### WORK TO BE COMPLETED
Count the lines below that contain the string "black" and give only that number.

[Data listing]
####################
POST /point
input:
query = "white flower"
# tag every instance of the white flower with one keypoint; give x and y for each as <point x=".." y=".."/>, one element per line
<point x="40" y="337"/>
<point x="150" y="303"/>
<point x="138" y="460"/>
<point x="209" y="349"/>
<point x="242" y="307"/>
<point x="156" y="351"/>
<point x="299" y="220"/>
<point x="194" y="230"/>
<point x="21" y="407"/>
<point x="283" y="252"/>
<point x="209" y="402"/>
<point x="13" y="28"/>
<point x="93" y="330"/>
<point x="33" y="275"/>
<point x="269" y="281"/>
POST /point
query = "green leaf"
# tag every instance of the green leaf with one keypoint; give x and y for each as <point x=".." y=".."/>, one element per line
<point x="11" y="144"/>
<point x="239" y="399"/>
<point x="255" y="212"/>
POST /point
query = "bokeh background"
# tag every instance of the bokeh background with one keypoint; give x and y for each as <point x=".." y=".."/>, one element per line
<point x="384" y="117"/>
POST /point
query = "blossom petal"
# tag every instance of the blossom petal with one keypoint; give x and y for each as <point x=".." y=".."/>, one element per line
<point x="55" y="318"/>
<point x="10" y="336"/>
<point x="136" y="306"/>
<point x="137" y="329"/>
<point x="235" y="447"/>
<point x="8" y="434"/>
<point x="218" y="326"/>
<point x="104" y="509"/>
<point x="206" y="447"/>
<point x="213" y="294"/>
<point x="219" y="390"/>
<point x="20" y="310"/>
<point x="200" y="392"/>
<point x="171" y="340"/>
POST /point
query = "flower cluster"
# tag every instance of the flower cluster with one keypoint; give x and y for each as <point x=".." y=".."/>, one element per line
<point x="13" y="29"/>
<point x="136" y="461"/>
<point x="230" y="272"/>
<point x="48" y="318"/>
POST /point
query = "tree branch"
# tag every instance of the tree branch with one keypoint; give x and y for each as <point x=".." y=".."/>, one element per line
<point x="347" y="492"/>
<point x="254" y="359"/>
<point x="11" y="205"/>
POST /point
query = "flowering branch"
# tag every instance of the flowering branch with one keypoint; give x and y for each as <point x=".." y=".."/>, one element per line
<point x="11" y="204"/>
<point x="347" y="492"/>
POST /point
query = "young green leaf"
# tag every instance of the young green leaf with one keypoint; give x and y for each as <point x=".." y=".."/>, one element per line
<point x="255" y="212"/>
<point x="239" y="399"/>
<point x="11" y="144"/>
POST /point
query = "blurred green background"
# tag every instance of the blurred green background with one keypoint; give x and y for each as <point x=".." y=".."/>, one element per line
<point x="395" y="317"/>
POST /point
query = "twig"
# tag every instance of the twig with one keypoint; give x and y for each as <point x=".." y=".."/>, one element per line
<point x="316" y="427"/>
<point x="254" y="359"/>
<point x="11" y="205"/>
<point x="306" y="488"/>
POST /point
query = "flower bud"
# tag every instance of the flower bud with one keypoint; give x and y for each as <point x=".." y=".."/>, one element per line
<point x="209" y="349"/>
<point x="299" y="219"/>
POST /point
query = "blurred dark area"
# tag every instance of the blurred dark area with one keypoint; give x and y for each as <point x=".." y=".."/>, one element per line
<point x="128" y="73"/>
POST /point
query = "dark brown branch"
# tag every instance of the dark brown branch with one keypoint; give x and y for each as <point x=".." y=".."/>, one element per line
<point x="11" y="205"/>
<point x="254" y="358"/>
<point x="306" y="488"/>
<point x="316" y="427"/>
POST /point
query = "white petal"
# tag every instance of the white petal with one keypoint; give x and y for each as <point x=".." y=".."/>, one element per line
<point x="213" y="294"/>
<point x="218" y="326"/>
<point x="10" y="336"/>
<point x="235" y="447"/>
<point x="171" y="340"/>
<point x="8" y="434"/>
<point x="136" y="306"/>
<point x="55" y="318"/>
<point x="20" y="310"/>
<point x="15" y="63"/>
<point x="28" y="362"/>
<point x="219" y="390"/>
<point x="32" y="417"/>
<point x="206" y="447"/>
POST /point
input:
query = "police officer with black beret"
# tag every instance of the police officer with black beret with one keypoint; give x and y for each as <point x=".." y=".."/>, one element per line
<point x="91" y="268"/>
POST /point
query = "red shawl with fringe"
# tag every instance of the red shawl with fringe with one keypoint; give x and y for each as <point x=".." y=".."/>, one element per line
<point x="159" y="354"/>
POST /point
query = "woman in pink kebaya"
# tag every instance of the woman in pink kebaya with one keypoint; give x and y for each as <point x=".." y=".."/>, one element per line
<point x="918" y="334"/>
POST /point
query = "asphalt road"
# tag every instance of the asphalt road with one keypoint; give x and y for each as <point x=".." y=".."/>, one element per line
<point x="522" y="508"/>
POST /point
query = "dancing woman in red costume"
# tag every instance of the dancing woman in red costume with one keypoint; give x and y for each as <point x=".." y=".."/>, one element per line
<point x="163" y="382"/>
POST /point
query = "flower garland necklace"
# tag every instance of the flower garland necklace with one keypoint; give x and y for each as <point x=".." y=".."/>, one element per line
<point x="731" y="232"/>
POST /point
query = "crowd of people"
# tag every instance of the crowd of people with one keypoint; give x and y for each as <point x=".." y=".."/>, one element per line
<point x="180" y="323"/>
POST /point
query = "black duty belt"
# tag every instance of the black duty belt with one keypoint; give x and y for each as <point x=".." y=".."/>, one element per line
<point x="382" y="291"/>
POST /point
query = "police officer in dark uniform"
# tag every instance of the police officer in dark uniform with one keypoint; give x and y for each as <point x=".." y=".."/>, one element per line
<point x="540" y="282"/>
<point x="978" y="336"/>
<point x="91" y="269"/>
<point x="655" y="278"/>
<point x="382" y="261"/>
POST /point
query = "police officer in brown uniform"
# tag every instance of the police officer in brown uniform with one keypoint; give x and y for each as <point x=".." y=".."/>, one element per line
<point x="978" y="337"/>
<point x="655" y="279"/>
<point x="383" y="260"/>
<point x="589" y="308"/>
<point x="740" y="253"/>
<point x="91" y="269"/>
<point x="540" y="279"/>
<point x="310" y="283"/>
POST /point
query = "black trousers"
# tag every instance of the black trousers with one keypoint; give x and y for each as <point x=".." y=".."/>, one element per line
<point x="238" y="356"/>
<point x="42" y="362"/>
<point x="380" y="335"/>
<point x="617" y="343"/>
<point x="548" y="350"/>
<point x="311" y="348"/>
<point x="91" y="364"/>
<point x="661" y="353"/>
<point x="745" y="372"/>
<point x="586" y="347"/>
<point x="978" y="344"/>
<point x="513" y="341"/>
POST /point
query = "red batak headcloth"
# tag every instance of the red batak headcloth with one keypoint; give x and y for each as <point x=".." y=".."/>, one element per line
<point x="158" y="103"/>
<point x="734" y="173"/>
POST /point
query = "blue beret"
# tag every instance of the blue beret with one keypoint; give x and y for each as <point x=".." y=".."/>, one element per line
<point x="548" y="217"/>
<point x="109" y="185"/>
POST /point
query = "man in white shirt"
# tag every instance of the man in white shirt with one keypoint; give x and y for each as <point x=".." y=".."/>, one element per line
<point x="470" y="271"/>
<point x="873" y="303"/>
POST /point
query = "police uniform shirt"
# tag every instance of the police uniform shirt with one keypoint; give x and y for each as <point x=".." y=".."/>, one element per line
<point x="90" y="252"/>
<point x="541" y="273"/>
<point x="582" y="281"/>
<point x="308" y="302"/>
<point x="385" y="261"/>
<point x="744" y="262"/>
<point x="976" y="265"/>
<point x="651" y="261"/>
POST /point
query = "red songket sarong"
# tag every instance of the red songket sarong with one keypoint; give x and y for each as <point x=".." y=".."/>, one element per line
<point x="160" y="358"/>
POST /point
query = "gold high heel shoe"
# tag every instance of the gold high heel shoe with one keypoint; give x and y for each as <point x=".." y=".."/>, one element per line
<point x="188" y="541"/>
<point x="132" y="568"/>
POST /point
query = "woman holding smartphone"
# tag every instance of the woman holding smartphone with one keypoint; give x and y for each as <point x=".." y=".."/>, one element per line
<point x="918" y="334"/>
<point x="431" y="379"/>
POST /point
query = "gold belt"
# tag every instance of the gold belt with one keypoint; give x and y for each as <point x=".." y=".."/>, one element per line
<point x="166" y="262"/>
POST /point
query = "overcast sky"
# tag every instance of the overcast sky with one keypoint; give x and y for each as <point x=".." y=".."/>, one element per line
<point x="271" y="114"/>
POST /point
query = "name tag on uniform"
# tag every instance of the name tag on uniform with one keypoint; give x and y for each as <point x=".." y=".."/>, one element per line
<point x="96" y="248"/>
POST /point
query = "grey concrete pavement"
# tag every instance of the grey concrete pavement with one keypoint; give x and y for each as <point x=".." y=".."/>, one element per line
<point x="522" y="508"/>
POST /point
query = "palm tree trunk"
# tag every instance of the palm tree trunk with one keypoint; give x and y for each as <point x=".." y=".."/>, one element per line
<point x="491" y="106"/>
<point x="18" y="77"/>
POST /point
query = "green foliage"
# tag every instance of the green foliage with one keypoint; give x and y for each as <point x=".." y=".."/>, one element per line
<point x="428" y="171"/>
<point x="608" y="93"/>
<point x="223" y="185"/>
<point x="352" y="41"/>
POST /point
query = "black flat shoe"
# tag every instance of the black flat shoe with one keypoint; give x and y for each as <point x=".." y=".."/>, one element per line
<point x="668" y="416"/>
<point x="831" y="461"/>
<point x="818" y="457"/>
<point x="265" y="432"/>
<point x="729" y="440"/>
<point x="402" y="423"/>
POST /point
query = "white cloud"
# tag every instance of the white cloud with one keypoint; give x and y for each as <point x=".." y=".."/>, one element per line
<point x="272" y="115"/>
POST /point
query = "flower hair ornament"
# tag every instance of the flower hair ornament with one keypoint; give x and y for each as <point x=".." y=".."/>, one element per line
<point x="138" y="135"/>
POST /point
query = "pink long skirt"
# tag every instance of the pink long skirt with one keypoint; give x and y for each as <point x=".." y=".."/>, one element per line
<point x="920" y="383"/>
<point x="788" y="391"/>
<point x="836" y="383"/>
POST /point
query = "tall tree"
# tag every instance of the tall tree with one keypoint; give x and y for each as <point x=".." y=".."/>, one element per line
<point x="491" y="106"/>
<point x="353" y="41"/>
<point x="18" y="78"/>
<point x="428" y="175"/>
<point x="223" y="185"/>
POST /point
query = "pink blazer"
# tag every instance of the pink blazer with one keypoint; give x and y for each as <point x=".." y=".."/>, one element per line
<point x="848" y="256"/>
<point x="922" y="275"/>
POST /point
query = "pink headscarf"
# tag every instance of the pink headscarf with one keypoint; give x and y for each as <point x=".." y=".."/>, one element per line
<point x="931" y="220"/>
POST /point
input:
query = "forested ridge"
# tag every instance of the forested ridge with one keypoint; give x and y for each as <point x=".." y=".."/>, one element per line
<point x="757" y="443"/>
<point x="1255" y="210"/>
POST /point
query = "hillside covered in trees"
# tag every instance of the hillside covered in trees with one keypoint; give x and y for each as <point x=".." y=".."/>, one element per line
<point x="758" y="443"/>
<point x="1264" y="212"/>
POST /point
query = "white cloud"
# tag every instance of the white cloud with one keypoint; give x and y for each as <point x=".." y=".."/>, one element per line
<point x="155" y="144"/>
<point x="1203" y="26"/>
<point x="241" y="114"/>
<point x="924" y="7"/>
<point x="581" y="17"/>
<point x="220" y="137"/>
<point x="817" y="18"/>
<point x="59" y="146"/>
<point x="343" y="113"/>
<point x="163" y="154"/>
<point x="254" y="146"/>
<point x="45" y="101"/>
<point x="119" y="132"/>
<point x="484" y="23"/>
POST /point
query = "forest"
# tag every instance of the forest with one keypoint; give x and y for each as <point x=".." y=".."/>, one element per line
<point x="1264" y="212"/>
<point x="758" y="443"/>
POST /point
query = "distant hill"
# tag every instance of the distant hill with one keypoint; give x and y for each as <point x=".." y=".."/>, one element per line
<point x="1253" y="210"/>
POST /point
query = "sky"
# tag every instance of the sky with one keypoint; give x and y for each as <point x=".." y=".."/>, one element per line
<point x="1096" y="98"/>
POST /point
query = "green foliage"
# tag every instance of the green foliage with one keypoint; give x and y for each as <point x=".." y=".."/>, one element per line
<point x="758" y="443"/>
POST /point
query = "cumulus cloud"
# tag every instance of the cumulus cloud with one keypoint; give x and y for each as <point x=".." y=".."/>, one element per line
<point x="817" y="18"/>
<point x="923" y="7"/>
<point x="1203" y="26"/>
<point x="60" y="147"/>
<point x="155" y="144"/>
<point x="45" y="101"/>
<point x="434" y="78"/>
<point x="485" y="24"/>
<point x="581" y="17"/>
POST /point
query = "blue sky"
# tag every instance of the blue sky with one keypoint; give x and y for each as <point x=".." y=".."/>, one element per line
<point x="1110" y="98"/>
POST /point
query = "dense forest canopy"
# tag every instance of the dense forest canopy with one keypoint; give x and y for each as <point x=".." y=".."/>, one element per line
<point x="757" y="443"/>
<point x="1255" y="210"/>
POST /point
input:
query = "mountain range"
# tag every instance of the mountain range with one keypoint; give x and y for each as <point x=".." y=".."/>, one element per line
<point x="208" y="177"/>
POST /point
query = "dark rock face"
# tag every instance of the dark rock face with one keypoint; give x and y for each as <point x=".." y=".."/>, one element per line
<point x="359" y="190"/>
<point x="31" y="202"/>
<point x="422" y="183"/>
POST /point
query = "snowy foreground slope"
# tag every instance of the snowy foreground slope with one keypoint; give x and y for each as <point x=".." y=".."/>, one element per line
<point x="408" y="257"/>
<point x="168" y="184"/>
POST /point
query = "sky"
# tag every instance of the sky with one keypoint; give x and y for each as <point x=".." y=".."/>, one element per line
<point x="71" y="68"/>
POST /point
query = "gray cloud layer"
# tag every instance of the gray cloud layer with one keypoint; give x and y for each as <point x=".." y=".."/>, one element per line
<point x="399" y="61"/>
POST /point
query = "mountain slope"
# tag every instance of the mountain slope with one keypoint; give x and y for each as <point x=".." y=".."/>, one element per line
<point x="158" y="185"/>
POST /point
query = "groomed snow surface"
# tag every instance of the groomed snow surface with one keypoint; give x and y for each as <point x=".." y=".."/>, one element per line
####################
### RESULT OF THE TASK
8